# Task inputs
********************
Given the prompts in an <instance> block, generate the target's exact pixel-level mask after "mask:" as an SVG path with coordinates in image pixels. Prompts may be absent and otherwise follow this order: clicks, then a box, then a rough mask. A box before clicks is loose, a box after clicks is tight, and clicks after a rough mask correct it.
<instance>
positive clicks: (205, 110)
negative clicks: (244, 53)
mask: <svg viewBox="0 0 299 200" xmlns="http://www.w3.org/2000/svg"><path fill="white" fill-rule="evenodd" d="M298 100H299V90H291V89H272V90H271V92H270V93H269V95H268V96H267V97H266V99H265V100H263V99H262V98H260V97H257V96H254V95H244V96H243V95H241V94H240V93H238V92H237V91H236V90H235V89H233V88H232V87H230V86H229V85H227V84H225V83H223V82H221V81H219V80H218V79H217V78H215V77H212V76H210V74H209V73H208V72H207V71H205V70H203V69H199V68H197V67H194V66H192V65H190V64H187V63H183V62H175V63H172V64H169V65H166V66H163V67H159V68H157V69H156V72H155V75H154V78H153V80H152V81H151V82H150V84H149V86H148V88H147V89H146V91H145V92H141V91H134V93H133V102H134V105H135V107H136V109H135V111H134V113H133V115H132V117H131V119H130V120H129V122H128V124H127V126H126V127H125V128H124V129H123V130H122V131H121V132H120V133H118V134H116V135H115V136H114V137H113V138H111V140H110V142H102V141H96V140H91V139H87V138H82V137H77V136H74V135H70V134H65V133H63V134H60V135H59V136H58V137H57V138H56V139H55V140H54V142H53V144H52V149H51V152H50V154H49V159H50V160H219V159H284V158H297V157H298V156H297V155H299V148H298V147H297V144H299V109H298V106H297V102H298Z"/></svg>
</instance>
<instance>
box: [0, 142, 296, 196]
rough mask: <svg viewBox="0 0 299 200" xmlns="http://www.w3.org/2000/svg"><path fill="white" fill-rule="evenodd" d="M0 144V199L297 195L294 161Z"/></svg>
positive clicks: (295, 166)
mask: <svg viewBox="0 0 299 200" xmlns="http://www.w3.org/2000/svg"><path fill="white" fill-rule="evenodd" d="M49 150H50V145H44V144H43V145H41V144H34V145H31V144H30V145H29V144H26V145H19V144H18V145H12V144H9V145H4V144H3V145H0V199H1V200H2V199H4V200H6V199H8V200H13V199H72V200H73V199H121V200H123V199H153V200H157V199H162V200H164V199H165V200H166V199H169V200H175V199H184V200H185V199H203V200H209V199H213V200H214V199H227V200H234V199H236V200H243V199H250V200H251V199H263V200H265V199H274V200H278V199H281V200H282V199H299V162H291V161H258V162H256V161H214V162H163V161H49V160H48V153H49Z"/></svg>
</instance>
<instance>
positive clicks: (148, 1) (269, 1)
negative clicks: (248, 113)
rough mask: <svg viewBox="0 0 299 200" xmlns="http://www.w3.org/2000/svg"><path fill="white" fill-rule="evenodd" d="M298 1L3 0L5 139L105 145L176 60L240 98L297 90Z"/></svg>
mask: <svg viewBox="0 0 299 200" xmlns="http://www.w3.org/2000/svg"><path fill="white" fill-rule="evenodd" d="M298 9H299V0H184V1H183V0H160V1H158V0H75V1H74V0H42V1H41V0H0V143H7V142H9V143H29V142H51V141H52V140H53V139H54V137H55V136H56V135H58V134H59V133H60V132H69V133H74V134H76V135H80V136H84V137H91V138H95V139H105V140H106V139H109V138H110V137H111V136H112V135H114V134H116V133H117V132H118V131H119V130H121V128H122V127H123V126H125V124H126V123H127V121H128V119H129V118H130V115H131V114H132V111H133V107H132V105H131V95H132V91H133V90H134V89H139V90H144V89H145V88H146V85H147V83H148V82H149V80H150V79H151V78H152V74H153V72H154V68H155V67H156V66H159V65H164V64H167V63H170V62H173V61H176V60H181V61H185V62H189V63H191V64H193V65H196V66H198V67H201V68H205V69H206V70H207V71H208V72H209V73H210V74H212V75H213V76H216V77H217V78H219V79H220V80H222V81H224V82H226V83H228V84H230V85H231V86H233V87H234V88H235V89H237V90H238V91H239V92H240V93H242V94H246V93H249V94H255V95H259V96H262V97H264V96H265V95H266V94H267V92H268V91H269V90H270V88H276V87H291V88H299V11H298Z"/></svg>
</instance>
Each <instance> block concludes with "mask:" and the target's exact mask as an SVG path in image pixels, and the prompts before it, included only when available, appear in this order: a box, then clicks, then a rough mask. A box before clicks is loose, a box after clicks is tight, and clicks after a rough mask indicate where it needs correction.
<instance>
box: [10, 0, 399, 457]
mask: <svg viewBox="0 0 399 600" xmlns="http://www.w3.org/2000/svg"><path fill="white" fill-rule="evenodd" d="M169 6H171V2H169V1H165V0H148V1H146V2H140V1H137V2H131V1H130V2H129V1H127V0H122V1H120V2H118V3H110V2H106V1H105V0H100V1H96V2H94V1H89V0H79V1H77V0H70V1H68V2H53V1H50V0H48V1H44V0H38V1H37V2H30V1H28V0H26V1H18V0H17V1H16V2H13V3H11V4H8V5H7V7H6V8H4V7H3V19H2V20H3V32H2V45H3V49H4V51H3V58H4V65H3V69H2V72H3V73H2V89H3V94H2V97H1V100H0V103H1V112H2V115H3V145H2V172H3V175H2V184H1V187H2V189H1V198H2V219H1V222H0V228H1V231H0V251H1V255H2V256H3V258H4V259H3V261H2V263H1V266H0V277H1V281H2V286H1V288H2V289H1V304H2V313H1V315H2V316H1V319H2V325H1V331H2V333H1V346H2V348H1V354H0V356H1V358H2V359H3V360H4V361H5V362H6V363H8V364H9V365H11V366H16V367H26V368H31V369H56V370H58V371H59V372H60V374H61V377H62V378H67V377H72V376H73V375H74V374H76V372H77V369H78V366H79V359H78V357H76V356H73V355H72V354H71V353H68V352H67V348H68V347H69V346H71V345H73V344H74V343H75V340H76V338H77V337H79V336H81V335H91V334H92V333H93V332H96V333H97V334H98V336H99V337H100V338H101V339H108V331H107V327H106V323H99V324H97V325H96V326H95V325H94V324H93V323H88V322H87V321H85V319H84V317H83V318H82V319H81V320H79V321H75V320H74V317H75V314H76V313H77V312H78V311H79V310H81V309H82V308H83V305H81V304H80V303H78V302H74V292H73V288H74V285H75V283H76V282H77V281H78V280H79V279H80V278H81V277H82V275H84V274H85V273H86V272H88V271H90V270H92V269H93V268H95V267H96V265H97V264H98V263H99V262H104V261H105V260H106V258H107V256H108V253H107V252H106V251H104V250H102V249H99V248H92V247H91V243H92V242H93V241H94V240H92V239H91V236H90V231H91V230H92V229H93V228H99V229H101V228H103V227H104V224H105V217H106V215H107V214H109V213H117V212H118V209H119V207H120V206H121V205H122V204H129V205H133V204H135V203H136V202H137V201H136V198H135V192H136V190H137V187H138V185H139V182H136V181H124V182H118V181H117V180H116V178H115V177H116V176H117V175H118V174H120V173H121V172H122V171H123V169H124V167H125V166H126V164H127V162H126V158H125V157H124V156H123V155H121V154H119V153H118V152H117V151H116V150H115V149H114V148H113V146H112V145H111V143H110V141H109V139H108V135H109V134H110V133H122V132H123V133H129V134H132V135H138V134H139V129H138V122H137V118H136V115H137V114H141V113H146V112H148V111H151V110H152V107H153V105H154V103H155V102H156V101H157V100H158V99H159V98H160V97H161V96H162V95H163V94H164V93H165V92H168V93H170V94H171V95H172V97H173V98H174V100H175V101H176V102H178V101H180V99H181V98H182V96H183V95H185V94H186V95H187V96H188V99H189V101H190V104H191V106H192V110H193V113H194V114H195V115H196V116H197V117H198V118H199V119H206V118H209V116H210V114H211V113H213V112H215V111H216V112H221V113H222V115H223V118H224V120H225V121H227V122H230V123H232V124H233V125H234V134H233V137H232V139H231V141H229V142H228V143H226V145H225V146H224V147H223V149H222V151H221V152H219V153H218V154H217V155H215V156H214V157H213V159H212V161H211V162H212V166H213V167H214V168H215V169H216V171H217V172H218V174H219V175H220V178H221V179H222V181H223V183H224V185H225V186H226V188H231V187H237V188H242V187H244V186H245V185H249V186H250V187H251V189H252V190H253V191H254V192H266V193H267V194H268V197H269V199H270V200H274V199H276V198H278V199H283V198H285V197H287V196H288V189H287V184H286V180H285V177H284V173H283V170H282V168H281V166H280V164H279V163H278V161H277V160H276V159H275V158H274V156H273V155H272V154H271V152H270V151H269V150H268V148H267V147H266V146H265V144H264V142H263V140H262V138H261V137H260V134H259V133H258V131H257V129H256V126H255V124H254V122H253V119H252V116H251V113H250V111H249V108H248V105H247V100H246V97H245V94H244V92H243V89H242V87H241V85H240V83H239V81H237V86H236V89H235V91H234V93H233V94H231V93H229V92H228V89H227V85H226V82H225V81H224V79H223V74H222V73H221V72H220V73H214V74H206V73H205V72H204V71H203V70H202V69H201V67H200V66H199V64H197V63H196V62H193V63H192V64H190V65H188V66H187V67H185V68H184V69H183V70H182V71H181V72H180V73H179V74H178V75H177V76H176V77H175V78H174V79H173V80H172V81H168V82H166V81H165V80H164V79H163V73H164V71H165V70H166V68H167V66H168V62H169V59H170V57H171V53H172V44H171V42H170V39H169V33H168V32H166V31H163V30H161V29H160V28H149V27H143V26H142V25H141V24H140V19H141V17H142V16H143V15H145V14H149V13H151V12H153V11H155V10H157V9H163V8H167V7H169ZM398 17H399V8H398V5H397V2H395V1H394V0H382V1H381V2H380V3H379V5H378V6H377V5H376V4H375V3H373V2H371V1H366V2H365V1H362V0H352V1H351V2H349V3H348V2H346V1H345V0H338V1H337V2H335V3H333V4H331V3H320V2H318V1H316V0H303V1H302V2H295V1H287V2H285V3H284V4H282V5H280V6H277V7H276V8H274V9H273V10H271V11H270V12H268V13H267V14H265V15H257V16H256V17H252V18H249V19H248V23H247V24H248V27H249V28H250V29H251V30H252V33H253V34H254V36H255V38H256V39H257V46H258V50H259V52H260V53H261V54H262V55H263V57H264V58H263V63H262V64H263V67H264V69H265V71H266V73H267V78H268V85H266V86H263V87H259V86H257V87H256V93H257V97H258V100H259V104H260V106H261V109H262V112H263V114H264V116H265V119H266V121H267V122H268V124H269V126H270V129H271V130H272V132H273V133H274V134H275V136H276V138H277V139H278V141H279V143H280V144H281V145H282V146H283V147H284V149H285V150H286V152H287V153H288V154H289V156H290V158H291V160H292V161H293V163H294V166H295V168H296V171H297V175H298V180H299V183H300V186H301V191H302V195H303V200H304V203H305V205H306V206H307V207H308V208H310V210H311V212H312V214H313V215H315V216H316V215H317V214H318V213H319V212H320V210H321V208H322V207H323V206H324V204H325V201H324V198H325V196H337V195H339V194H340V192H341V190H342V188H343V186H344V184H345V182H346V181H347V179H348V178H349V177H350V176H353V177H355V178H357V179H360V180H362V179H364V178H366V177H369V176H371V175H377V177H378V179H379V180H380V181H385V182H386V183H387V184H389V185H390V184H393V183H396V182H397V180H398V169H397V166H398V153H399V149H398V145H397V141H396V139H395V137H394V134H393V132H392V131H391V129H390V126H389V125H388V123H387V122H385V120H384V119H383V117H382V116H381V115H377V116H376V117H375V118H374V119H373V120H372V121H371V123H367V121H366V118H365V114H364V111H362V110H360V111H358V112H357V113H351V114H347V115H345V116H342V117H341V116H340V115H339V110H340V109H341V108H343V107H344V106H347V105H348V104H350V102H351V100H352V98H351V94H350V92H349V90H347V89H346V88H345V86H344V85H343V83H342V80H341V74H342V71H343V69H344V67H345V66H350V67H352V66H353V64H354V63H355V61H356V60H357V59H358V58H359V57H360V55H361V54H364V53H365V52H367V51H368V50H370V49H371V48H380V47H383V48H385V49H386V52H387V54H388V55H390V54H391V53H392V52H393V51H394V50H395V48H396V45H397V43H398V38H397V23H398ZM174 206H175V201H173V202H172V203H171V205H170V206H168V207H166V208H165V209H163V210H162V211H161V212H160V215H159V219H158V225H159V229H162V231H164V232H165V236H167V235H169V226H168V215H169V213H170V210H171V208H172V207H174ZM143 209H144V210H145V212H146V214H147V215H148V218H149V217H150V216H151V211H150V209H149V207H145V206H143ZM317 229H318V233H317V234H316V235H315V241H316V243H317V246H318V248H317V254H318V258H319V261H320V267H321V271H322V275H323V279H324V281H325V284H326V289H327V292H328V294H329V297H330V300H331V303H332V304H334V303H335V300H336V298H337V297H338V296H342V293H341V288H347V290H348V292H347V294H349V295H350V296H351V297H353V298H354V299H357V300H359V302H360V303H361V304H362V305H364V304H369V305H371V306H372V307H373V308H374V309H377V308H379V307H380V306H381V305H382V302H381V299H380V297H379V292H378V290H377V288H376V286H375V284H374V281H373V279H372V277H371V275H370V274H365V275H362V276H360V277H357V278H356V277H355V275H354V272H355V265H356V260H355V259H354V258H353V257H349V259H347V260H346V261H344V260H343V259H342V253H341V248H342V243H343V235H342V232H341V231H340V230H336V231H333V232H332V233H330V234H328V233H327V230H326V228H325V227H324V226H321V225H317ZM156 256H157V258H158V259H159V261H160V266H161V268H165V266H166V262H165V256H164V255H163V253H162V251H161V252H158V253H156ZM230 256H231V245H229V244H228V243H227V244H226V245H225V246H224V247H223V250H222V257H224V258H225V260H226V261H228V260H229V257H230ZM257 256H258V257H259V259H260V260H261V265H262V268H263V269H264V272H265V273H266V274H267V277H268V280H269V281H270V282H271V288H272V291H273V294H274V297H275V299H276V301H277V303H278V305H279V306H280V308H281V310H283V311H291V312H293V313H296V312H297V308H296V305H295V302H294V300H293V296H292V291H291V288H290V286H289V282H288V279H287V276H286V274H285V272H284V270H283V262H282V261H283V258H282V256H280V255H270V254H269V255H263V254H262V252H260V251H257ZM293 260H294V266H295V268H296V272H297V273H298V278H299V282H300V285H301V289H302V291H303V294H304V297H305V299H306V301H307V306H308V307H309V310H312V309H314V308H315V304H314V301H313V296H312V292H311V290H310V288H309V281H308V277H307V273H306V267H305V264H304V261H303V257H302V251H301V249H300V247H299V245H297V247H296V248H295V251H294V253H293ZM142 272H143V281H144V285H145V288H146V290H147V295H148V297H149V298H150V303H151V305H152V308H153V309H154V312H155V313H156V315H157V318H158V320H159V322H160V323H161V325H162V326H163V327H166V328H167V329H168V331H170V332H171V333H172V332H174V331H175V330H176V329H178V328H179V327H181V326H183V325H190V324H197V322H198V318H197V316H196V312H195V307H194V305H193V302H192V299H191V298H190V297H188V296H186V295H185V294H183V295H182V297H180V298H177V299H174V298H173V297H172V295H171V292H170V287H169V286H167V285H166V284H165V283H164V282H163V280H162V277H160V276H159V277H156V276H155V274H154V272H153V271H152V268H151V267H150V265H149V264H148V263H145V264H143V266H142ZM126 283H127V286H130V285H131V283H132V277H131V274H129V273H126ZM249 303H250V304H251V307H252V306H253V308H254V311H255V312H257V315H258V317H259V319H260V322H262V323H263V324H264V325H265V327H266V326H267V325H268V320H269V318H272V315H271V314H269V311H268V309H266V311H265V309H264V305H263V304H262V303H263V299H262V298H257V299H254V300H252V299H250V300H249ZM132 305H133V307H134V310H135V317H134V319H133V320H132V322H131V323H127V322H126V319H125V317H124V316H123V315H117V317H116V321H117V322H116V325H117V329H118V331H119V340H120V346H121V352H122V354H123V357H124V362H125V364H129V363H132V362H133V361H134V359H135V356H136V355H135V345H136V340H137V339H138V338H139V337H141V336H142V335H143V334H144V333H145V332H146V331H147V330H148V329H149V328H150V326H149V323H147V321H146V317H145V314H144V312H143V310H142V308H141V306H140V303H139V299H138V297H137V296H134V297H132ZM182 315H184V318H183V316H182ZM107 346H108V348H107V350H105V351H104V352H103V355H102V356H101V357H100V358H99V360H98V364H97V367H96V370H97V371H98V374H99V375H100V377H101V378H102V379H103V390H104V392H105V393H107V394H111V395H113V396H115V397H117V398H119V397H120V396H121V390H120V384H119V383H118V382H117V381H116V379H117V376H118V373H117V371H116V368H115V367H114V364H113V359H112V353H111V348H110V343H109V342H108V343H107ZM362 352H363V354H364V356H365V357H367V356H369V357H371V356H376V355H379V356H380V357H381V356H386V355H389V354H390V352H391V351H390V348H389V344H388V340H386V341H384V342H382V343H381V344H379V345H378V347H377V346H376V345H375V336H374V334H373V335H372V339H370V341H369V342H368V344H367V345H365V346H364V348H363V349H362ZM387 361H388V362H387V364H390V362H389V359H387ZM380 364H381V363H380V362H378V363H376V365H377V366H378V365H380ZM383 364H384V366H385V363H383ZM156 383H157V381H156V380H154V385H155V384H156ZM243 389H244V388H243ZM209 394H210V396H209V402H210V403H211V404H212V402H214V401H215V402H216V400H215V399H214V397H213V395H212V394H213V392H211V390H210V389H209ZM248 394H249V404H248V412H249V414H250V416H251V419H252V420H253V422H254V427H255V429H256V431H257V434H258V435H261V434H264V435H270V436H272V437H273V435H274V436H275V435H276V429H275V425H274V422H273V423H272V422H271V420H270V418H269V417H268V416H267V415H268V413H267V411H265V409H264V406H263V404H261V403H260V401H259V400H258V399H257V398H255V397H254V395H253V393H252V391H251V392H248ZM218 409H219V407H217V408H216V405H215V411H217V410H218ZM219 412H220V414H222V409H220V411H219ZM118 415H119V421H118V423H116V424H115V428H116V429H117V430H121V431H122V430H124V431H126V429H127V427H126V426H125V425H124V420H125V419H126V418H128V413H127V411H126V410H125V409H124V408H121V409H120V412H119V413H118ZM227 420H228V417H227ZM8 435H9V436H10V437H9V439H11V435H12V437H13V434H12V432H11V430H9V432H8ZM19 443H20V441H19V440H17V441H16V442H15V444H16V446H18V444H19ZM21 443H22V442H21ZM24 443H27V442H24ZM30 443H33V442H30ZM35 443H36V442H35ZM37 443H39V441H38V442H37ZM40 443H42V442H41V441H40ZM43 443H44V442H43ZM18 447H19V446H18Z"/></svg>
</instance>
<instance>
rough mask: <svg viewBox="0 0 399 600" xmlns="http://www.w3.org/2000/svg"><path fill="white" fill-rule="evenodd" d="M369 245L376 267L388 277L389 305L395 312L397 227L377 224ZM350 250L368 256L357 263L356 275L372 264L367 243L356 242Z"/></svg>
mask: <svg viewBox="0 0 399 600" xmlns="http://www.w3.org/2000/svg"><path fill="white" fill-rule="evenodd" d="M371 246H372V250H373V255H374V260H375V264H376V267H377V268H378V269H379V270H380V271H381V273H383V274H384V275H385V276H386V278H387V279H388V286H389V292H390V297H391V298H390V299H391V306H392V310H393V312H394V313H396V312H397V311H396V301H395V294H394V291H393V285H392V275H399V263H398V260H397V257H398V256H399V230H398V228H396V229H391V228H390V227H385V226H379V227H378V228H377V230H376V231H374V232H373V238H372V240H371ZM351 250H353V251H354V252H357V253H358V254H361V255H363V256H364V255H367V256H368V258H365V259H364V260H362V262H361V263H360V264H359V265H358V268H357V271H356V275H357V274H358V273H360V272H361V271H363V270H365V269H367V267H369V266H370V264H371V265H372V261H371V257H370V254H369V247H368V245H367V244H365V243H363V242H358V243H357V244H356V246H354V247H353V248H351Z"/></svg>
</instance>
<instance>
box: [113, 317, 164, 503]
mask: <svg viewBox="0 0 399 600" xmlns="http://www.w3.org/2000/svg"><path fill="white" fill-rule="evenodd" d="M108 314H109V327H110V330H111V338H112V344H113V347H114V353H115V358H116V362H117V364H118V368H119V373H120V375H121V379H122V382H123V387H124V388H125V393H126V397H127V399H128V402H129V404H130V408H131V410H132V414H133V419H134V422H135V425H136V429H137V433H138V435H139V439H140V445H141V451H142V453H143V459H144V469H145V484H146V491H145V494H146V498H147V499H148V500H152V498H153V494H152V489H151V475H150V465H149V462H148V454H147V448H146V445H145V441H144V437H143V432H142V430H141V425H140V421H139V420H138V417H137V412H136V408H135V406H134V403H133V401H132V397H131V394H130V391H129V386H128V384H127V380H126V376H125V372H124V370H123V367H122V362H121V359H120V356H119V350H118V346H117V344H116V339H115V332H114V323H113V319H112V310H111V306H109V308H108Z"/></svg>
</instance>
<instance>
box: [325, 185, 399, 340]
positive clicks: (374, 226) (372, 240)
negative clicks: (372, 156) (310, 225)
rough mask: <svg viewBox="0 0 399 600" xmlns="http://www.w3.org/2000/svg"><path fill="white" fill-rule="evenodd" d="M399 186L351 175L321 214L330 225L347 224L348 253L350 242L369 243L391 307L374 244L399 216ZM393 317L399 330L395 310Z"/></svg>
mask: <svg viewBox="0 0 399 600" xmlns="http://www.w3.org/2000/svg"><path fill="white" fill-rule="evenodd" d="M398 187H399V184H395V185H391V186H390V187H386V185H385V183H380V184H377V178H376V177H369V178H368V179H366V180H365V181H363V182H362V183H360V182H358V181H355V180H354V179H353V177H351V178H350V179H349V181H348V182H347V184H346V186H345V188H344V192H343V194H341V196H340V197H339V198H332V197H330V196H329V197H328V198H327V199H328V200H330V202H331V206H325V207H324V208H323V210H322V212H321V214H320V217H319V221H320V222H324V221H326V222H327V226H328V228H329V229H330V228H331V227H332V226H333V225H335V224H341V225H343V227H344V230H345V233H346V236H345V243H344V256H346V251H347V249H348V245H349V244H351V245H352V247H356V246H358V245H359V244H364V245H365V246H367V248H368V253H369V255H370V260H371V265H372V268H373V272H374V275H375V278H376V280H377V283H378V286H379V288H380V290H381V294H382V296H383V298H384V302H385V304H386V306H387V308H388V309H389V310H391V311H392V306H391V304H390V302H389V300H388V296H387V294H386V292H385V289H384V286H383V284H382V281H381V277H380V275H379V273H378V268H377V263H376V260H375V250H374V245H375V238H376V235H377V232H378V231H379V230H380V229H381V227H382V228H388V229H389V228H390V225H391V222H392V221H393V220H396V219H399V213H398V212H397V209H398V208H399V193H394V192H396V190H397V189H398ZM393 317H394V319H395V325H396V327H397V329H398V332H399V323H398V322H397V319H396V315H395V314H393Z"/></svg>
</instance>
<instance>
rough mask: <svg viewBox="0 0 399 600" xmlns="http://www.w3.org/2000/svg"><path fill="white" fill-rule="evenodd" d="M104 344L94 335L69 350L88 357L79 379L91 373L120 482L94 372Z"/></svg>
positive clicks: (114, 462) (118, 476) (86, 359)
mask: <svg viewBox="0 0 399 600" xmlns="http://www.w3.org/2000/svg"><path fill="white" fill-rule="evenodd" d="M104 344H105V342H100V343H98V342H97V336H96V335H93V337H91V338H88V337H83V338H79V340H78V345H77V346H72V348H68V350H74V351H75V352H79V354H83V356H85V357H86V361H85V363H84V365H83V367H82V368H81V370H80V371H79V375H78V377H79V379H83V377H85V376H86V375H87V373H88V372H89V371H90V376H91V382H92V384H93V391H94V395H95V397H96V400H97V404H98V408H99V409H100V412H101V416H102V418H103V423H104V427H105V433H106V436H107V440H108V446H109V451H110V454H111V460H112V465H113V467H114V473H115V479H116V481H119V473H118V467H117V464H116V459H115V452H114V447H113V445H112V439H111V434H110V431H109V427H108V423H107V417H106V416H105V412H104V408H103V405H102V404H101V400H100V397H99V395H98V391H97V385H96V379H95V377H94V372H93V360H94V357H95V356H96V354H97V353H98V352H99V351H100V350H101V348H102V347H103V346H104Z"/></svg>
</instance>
********************
Using only the listing above, restate exactly the lines from the line containing "box: [325, 185, 399, 340]" through the line containing "negative clicks: (372, 156) (310, 225)", both included.

box: [325, 185, 399, 340]
positive clicks: (374, 226) (372, 240)
negative clicks: (372, 156) (310, 225)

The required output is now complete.